=== DOCUMENT TEXT ===
Nevertheless, significant expenses could be incurred in the future if additional
safety measures are required or if safety standards are raised and exceed the
current pipeline control system capabilities.

     States are largely preempted by federal law from regulating pipeline safety
but may assume responsibility for enforcing federal intrastate pipeline
regulations and inspection of intrastate pipelines. In practice, states vary
considerably in their authority and capacity to address pipeline safety. PAA
does not anticipate any significant problems in complying with applicable state
laws and regulations in those states in which it operates.

  Transportation and Sale of Crude Oil

     In October 1992 Congress passed the Energy Policy Act of 1992 ("Energy
Policy Act"). The Energy Policy Act deemed petroleum pipeline rates in effect
for the 365-day period ending on the date of enactment of the Energy Policy Act
or that were in effect on the 365th day preceding enactment and had not been
subject to complaint, protest or investigation during the 365-day period to be
just and reasonable under the Interstate Commerce Act. The Energy Policy Act
also provides that complaints against such rates may only be filed under the
following limited circumstances: (i) a substantial change has occurred since
enactment in either the economic circumstances or the nature of the services
which were a basis for the rate; (ii) the complainant was contractually barred
from challenging the rate prior to enactment; or (iii) a provision of the tariff
is unduly discriminatory or preferential.

     The Energy Policy Act further required the FERC to issue rules establishing
a simplified and generally applicable ratemaking methodology for petroleum
pipelines, and to streamline procedures in petroleum pipeline proceedings. On
October 22, 1993, the FERC responded to the Energy Policy Act directive by
issuing Order No. 561, which adopts a new indexing rate methodology for
petroleum pipelines. Under the new regulations, which were effective January 1,
1995, petroleum pipelines are able to change their rates within prescribed
ceiling levels that are tied to the Producer Price Index for Finished Goods,
minus one percent. Rate increases made pursuant to the index will be subject to
protest, but such protests must show that the portion of the rate increase
resulting from application of the index is substantially in excess of the
pipeline's increase in costs. The new indexing methodology can be applied to any
existing rate, even if the rate is under investigation. If such rate is
subsequently adjusted, the ceiling level established under the index must be
likewise adjusted.
=== SOURCE RECORDS ===
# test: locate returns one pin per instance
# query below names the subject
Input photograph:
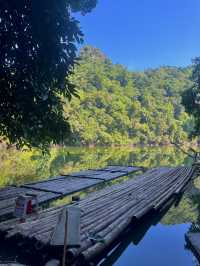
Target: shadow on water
(18, 168)
(136, 233)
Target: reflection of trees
(20, 167)
(134, 236)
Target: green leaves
(38, 50)
(191, 97)
(119, 107)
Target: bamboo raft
(106, 214)
(60, 186)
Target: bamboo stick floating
(60, 186)
(107, 213)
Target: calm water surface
(160, 241)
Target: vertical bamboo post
(64, 259)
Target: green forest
(121, 107)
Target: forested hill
(118, 106)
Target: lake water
(158, 241)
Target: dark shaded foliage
(191, 97)
(37, 40)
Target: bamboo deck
(106, 214)
(60, 186)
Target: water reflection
(20, 167)
(163, 244)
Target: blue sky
(144, 34)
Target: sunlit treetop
(38, 50)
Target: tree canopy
(38, 50)
(119, 107)
(191, 97)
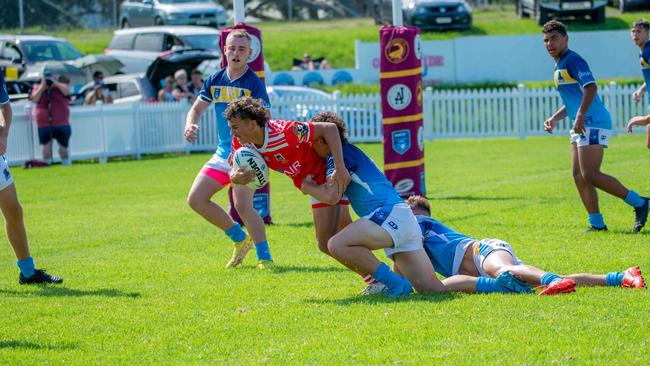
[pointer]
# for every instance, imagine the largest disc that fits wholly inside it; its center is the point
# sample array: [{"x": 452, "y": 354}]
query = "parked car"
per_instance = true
[
  {"x": 544, "y": 10},
  {"x": 627, "y": 5},
  {"x": 137, "y": 48},
  {"x": 129, "y": 88},
  {"x": 142, "y": 13},
  {"x": 428, "y": 14}
]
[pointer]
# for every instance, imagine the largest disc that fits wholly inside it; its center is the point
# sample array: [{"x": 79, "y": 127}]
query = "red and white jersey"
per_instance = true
[{"x": 288, "y": 149}]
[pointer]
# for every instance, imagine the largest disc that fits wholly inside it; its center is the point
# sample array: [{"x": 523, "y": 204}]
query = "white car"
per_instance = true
[{"x": 136, "y": 48}]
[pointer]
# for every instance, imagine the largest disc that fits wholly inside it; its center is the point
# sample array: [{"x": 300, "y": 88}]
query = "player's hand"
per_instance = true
[
  {"x": 549, "y": 125},
  {"x": 241, "y": 176},
  {"x": 191, "y": 132}
]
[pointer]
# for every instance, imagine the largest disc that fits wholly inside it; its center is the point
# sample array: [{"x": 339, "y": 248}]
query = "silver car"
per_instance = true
[{"x": 142, "y": 13}]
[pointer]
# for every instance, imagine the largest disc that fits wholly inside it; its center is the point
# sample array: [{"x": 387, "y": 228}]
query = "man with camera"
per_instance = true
[{"x": 52, "y": 112}]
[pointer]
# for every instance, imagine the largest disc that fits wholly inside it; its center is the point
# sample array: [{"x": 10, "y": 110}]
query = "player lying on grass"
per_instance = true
[
  {"x": 640, "y": 121},
  {"x": 386, "y": 222},
  {"x": 453, "y": 253}
]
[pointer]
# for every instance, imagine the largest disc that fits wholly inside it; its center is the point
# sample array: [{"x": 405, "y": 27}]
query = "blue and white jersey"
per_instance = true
[
  {"x": 369, "y": 189},
  {"x": 4, "y": 95},
  {"x": 220, "y": 90},
  {"x": 444, "y": 246},
  {"x": 572, "y": 74},
  {"x": 644, "y": 57}
]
===
→ **TASKS FOR THIS EXERCISE**
• a. According to the pipeline regulation text, why did the FERC issue Order No. 561? Answer in one to three sentences.
• b. Collect every line of the rows that contains the string "water", treating uppercase and lowercase as different.
The pipeline regulation text and the rows are unrelated to each other.

→ **REPLIES**
• a. The FERC issued Order No. 561 on October 22, 1993, in response to the Energy Policy Act's directive. That directive required it to issue rules establishing a simplified and generally applicable ratemaking methodology for petroleum pipelines and to streamline procedures in petroleum pipeline proceedings.

• b.
Target: shadow on water
Target: calm water surface
Target: lake water
Target: water reflection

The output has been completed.